WORK REQUIRED.
Pick out each line in the rows below that contains the word "plant", and copy those lines.

SUPPLIED INFORMATION.
[Start]

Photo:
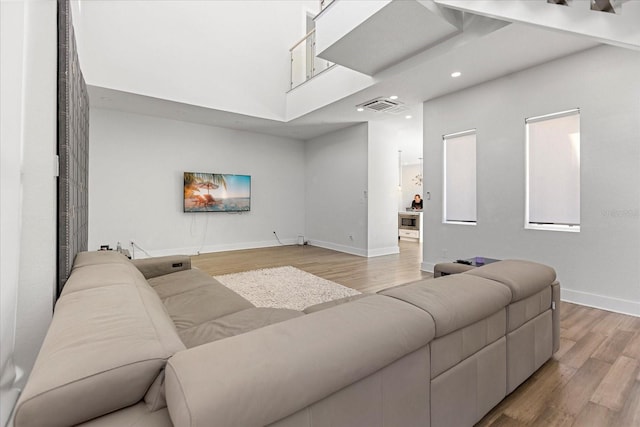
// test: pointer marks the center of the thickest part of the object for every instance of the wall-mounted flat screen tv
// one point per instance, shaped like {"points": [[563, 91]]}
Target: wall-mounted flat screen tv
{"points": [[212, 192]]}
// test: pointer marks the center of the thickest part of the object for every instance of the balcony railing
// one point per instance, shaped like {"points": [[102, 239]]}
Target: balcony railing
{"points": [[304, 63]]}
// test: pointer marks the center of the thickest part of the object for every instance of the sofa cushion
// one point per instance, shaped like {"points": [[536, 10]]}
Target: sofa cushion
{"points": [[268, 373], [235, 324], [202, 298], [99, 257], [454, 301], [104, 348], [332, 303], [99, 275], [524, 278]]}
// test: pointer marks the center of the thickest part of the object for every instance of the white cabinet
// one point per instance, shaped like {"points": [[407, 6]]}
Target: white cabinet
{"points": [[410, 225]]}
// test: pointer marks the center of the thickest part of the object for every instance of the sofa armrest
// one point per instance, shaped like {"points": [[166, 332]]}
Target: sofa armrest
{"points": [[159, 266], [262, 376]]}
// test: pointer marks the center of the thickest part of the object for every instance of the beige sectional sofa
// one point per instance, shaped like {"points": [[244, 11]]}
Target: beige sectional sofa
{"points": [[156, 343]]}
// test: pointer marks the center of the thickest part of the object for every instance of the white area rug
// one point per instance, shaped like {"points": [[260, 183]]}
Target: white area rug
{"points": [[284, 287]]}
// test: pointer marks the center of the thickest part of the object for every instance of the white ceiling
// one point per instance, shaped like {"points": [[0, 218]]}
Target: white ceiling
{"points": [[424, 76]]}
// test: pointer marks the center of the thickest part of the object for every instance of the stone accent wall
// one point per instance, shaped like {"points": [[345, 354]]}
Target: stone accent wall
{"points": [[73, 148]]}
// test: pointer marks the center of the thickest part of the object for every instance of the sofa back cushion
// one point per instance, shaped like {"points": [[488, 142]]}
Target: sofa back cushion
{"points": [[523, 278], [105, 347]]}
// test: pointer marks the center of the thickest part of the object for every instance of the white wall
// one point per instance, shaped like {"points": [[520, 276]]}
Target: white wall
{"points": [[336, 187], [136, 166], [383, 188], [12, 38], [409, 186], [600, 265], [238, 52], [28, 187]]}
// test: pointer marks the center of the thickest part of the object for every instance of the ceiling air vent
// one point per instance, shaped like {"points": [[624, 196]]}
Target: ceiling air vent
{"points": [[383, 105]]}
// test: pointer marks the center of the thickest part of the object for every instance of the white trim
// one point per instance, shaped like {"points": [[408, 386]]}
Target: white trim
{"points": [[459, 134], [193, 251], [427, 266], [391, 250], [552, 116], [553, 227], [340, 248], [446, 138], [601, 302], [460, 222], [527, 224]]}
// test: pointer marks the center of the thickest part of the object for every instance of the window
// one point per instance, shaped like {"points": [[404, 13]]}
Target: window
{"points": [[460, 177], [553, 171]]}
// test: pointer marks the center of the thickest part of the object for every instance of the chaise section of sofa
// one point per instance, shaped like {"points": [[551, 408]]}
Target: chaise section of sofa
{"points": [[468, 354], [353, 363], [108, 342], [156, 343]]}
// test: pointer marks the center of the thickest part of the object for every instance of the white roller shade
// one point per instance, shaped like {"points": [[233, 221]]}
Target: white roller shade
{"points": [[553, 168], [460, 177]]}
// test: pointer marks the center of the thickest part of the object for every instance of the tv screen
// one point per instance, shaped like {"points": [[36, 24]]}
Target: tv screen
{"points": [[212, 192]]}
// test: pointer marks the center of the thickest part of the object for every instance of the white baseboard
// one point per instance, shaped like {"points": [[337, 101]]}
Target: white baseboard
{"points": [[340, 248], [356, 251], [391, 250], [192, 251], [427, 266], [602, 302]]}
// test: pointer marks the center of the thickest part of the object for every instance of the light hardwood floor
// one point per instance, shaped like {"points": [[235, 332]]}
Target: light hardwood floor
{"points": [[593, 380]]}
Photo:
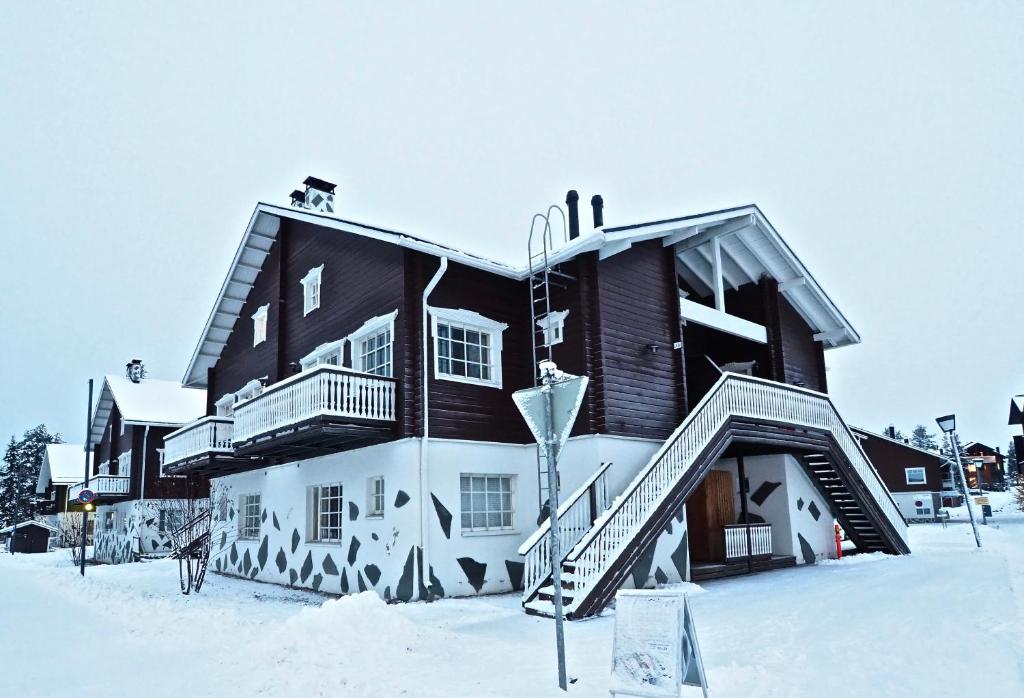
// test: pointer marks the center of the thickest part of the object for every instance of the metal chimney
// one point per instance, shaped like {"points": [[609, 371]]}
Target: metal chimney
{"points": [[572, 202], [598, 205]]}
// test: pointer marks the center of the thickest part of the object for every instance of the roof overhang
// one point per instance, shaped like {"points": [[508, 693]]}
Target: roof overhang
{"points": [[751, 248]]}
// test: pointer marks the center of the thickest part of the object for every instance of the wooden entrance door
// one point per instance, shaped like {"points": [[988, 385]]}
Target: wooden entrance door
{"points": [[709, 510]]}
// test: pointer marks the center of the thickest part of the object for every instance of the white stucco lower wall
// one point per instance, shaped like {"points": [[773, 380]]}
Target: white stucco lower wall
{"points": [[386, 554]]}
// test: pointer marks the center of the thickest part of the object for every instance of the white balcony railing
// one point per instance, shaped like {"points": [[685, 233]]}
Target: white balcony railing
{"points": [[102, 485], [735, 541], [207, 436], [324, 391]]}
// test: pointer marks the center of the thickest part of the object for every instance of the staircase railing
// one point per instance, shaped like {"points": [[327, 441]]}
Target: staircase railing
{"points": [[574, 518], [732, 395], [184, 536]]}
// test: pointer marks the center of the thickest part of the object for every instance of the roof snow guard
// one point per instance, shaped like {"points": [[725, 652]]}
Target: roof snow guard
{"points": [[148, 402], [751, 248]]}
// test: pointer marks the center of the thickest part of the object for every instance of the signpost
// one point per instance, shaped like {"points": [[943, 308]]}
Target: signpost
{"points": [[550, 410], [655, 647]]}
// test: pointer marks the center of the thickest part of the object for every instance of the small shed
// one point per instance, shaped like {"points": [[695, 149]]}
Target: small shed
{"points": [[28, 536]]}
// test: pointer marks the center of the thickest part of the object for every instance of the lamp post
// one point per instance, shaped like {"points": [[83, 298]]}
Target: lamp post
{"points": [[948, 426]]}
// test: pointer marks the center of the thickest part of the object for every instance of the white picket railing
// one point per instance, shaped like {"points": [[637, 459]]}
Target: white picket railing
{"points": [[732, 395], [102, 484], [323, 391], [735, 540], [574, 518], [204, 436]]}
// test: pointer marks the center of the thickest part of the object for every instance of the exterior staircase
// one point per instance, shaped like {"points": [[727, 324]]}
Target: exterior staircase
{"points": [[737, 409]]}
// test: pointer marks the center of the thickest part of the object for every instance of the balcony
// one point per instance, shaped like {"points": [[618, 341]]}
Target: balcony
{"points": [[202, 447], [105, 486], [321, 410]]}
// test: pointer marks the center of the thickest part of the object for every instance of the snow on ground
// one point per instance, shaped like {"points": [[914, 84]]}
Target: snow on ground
{"points": [[944, 621]]}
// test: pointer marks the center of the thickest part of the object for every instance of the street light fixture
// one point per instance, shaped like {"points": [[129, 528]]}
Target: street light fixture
{"points": [[948, 426]]}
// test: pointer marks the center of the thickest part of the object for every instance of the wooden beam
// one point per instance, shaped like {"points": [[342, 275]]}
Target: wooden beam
{"points": [[716, 273]]}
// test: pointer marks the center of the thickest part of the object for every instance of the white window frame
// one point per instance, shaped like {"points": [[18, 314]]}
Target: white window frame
{"points": [[486, 529], [311, 290], [375, 498], [314, 527], [553, 325], [260, 323], [246, 502], [368, 330], [924, 476], [474, 321], [322, 355]]}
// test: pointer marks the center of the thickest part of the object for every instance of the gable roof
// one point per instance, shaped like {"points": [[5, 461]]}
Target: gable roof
{"points": [[64, 464], [1016, 409], [875, 435], [751, 246], [151, 401]]}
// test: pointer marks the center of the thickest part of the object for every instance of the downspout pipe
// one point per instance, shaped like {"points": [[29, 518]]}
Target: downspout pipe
{"points": [[424, 440]]}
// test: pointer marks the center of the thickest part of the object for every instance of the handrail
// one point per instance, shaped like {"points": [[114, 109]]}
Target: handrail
{"points": [[307, 375], [198, 423], [732, 395], [562, 508]]}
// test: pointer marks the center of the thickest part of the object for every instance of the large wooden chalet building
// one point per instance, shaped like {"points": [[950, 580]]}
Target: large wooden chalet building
{"points": [[359, 430], [138, 505]]}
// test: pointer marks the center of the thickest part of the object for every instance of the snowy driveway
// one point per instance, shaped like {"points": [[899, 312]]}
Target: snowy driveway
{"points": [[943, 622]]}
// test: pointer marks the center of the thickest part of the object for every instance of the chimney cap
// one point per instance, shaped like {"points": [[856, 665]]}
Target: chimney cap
{"points": [[322, 184]]}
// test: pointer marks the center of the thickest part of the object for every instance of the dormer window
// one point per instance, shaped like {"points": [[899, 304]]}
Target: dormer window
{"points": [[310, 290], [372, 345], [330, 354], [467, 347], [553, 326], [259, 324]]}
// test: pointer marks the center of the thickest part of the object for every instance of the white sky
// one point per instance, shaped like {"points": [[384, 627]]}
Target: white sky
{"points": [[883, 142]]}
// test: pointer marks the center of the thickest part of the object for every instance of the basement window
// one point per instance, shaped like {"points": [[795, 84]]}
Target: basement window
{"points": [[486, 503], [915, 476], [553, 326], [311, 290], [259, 324]]}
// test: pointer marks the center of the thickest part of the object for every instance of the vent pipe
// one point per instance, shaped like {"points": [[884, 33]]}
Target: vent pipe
{"points": [[598, 205], [572, 202]]}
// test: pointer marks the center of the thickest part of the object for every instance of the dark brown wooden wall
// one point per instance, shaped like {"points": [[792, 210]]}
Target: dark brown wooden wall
{"points": [[891, 460], [638, 308]]}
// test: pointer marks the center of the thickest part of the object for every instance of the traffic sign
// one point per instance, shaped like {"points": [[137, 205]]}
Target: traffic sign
{"points": [[566, 396]]}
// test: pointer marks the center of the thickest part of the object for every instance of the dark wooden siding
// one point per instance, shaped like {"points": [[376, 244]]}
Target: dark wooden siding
{"points": [[472, 411], [892, 460], [638, 309]]}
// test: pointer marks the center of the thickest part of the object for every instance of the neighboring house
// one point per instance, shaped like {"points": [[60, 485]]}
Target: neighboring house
{"points": [[64, 466], [28, 536], [360, 433], [920, 480], [1017, 419], [138, 505], [985, 465]]}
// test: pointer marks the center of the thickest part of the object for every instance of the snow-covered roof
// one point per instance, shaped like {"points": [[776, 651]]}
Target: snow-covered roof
{"points": [[751, 248], [151, 401], [64, 464], [29, 523]]}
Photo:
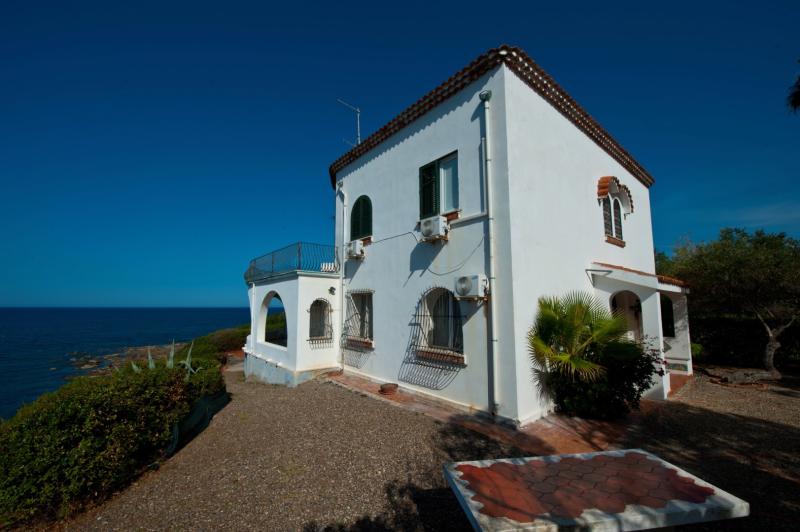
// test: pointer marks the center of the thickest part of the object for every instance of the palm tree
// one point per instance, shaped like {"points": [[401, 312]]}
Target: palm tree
{"points": [[794, 95], [571, 330]]}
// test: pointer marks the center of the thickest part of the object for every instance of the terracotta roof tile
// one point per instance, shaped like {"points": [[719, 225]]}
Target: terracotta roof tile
{"points": [[529, 72], [661, 278]]}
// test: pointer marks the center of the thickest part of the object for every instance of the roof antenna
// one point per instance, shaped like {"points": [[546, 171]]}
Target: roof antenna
{"points": [[358, 121]]}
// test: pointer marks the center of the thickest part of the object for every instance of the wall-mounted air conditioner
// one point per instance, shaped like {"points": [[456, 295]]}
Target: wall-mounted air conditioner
{"points": [[471, 287], [355, 249], [434, 228]]}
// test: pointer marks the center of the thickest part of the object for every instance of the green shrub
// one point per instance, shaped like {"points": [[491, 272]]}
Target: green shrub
{"points": [[629, 370], [697, 352], [92, 436], [214, 346], [583, 360]]}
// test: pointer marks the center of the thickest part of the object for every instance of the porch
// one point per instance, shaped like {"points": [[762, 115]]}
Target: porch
{"points": [[294, 311], [656, 312]]}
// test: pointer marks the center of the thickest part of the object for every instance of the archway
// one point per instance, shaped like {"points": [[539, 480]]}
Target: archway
{"points": [[272, 321], [628, 305]]}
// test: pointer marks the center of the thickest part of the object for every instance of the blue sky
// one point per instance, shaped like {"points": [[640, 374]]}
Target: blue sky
{"points": [[149, 150]]}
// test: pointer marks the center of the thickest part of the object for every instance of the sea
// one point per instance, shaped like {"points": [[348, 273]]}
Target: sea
{"points": [[39, 346]]}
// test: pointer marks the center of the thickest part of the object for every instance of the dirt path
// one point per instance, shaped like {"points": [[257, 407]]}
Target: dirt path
{"points": [[312, 457]]}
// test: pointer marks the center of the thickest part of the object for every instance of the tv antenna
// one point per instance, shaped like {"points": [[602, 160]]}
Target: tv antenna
{"points": [[357, 111]]}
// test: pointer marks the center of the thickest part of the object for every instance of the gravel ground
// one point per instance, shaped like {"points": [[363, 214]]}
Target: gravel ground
{"points": [[322, 457], [313, 457], [744, 440]]}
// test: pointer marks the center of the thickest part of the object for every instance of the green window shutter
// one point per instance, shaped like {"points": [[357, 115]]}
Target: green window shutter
{"points": [[366, 217], [355, 221], [361, 218], [428, 190]]}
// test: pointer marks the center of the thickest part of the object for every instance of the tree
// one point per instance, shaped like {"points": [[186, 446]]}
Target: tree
{"points": [[745, 274], [567, 330], [794, 95]]}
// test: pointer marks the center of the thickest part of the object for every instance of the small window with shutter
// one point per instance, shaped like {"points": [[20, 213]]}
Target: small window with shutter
{"points": [[438, 186], [361, 219]]}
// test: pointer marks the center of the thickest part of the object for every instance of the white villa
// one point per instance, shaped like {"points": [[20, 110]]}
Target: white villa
{"points": [[492, 190]]}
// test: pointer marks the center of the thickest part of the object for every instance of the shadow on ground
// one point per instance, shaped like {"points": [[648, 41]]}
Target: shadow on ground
{"points": [[754, 459], [415, 507]]}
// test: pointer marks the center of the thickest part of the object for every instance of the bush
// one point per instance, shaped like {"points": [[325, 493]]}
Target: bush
{"points": [[92, 436], [629, 370], [217, 344]]}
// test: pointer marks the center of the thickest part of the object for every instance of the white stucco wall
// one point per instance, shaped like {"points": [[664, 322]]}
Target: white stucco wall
{"points": [[400, 269], [556, 222], [297, 292]]}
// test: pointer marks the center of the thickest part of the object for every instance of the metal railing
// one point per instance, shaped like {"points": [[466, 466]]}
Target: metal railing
{"points": [[300, 256]]}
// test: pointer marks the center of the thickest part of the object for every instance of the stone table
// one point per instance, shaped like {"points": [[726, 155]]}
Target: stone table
{"points": [[611, 490]]}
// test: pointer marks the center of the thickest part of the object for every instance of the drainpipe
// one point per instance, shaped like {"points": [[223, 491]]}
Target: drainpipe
{"points": [[342, 259], [485, 97]]}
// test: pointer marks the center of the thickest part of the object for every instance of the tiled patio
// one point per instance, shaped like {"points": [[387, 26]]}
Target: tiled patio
{"points": [[551, 435], [617, 490]]}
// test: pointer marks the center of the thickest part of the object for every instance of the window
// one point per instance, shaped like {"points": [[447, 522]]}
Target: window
{"points": [[359, 316], [617, 203], [320, 327], [444, 327], [275, 322], [618, 219], [667, 317], [438, 186], [361, 218]]}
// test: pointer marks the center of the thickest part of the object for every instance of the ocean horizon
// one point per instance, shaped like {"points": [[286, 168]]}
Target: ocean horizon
{"points": [[40, 345]]}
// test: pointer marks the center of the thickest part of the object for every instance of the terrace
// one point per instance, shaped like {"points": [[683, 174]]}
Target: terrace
{"points": [[298, 257]]}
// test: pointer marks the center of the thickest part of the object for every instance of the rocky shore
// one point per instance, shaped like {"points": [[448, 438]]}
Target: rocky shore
{"points": [[88, 364]]}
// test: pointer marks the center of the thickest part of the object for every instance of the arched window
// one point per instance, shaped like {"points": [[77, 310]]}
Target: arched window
{"points": [[667, 317], [618, 219], [617, 203], [361, 219], [320, 327], [274, 321], [441, 321], [609, 224]]}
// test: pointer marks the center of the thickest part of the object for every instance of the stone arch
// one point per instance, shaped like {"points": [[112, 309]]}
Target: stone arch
{"points": [[272, 326], [627, 304]]}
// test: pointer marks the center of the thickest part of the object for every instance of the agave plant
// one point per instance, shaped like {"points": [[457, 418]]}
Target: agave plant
{"points": [[187, 363], [568, 330], [171, 356]]}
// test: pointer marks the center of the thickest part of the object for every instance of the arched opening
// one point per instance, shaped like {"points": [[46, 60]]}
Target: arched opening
{"points": [[273, 321], [361, 219], [628, 305], [667, 317], [320, 327], [440, 334]]}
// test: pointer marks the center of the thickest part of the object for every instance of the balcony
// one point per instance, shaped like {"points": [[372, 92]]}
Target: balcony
{"points": [[297, 257]]}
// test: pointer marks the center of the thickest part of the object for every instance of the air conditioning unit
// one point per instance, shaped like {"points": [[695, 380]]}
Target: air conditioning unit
{"points": [[471, 287], [434, 228], [355, 249]]}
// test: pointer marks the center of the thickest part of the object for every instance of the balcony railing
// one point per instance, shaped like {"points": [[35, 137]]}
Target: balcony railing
{"points": [[301, 256]]}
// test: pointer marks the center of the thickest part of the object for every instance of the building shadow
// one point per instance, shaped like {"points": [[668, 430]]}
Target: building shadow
{"points": [[751, 458]]}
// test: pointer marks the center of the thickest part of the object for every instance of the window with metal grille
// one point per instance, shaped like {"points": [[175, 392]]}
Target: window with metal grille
{"points": [[438, 186], [667, 317], [320, 326], [444, 330], [361, 218], [359, 316], [609, 224], [618, 219]]}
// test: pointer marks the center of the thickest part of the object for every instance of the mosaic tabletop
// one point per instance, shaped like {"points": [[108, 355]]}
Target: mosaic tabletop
{"points": [[612, 490]]}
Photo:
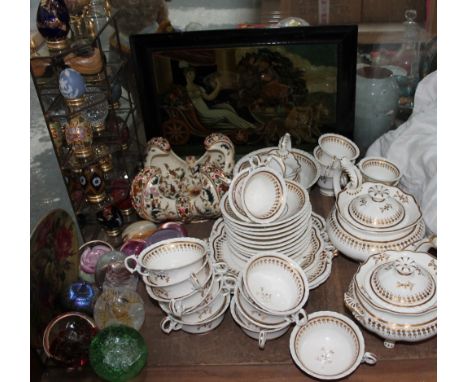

[End]

COMPLETED EXERCISE.
// test: pointer marks the center of the thickest part of the object for every instance of the agave plant
Target: agave plant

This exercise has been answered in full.